» JOB: Pull out every line in the records below that contains the word "floor", and copy each one in full.

# Start of INFORMATION SUPPLIED

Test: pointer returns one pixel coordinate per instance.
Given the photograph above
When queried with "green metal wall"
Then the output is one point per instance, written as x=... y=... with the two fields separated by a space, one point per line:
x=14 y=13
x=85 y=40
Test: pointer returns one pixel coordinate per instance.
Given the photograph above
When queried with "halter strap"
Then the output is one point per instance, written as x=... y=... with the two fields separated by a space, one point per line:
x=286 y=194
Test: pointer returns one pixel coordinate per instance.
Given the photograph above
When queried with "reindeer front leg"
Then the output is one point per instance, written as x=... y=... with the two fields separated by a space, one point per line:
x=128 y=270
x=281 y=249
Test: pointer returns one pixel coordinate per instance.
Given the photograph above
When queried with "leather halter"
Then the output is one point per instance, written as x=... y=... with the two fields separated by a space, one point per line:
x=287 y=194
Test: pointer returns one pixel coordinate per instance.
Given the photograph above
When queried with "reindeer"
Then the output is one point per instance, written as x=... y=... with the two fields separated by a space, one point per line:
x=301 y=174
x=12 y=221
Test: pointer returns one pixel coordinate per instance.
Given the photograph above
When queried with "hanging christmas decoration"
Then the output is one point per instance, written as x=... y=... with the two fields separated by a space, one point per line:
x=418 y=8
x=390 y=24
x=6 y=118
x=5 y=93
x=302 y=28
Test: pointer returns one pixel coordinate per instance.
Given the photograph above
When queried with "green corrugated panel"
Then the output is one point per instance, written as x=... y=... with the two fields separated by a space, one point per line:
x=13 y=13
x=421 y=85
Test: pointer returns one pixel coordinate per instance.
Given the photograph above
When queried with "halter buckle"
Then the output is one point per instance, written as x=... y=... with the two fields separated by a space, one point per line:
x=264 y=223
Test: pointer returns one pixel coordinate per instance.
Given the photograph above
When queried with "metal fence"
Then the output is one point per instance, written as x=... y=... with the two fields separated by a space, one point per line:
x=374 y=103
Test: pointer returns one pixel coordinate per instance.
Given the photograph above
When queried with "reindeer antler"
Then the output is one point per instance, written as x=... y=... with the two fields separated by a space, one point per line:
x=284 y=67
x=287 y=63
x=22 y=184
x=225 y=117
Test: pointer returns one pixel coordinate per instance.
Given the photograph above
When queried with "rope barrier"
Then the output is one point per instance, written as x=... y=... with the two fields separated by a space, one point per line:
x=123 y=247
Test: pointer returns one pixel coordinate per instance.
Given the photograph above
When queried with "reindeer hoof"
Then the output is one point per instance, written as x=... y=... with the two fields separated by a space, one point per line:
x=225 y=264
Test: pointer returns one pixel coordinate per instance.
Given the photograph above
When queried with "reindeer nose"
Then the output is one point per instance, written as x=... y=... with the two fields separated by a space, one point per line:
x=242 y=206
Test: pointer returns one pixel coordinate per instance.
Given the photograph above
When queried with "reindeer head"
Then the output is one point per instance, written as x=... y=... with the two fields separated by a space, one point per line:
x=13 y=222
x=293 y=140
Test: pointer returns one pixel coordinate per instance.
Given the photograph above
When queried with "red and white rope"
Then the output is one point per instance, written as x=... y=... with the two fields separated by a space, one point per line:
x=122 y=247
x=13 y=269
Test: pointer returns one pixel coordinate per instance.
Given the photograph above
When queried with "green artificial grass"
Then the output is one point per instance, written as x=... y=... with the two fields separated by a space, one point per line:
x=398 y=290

# End of INFORMATION SUPPLIED
# Start of INFORMATION SUPPLIED

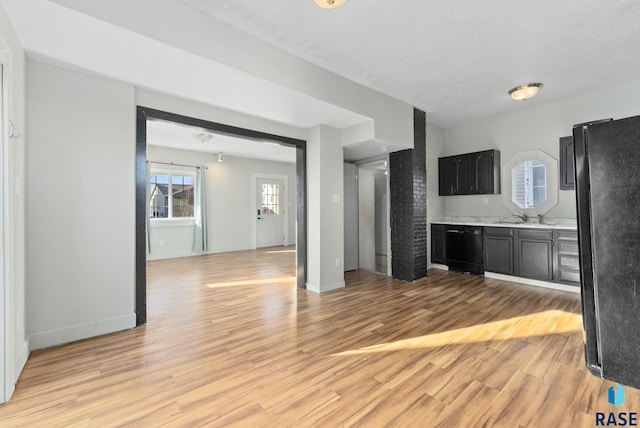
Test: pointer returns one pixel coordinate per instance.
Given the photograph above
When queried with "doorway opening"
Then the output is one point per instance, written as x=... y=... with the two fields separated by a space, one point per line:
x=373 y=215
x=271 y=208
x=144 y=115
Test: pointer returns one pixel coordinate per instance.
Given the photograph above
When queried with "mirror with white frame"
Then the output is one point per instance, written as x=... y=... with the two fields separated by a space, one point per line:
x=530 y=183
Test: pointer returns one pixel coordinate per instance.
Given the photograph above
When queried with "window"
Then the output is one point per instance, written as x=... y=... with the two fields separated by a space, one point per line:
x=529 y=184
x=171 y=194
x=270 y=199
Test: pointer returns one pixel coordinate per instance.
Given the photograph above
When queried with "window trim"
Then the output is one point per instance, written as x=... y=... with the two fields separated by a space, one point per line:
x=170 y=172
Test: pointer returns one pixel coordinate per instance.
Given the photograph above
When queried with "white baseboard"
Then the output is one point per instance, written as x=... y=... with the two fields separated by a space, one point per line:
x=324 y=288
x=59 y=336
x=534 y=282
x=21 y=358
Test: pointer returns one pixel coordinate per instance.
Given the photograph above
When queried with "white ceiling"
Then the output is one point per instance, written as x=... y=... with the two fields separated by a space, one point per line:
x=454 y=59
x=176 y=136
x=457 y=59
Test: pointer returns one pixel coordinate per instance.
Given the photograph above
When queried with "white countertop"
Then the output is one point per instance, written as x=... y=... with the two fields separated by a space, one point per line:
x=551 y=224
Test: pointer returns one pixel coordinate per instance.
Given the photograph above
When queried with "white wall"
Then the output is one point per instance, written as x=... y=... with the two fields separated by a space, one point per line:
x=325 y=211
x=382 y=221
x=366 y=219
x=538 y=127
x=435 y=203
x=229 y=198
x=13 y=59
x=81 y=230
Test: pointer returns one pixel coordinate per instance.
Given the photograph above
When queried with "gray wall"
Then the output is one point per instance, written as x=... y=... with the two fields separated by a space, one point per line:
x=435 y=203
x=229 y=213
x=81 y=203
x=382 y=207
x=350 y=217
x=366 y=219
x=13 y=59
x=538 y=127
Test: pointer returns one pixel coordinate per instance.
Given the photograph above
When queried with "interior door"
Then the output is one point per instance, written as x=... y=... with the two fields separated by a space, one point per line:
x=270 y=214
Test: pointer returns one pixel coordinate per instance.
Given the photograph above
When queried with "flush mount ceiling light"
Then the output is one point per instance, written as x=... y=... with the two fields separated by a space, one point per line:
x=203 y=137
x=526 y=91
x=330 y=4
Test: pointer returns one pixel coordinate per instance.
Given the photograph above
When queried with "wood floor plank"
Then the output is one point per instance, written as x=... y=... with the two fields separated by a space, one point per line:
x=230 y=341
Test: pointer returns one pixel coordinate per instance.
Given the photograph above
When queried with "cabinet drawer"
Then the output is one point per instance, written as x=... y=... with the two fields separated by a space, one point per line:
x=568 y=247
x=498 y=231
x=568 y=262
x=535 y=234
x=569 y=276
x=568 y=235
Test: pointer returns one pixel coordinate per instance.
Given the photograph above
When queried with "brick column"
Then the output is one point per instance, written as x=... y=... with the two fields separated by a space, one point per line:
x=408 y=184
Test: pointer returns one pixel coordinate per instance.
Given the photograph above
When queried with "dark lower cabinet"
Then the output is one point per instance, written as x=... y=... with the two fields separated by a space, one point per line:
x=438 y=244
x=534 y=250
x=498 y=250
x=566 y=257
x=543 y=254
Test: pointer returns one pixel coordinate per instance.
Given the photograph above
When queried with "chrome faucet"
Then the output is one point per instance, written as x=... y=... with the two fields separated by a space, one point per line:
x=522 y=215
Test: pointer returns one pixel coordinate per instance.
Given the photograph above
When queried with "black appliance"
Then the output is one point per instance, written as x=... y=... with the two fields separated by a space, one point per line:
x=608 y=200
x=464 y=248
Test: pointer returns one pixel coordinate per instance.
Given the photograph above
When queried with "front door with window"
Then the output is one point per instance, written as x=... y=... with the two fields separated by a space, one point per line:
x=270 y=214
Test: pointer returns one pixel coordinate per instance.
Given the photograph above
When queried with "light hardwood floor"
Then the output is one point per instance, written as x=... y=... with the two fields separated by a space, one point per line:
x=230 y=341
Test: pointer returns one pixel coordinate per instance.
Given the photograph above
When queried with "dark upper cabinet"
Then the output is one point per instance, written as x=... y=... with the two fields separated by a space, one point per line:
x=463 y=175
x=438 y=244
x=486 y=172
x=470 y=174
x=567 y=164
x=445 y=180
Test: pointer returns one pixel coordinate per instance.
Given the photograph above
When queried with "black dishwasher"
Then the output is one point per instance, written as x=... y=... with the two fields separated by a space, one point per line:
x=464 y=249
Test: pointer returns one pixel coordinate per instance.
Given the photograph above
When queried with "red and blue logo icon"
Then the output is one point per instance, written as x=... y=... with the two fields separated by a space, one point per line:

# End of INFORMATION SUPPLIED
# Start of INFORMATION SUPPLIED

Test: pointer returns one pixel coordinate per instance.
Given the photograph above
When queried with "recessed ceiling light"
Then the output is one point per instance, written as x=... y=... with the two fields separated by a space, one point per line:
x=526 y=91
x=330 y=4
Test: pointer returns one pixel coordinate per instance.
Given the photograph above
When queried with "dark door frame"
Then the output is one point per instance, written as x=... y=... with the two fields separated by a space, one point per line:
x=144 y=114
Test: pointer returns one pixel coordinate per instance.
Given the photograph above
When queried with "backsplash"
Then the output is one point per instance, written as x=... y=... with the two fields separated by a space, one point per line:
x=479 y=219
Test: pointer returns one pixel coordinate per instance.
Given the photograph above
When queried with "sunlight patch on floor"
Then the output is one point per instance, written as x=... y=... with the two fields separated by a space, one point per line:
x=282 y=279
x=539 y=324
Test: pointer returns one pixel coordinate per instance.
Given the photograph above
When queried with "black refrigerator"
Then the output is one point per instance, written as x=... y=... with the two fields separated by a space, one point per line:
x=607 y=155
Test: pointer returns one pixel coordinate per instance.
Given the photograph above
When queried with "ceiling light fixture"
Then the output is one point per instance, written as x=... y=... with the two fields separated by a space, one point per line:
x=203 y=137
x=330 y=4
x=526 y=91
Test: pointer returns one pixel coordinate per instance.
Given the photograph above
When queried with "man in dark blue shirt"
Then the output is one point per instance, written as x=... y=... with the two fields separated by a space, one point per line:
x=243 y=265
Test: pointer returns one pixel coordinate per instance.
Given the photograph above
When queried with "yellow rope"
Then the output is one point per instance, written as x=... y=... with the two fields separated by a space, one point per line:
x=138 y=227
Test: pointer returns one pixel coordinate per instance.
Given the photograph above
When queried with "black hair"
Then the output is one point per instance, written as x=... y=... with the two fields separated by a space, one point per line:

# End of INFORMATION SUPPLIED

» TASK SOLUTION:
When queried with "wood floor plank"
When queried with "light hardwood floor"
When queried with "sunlight patch on floor"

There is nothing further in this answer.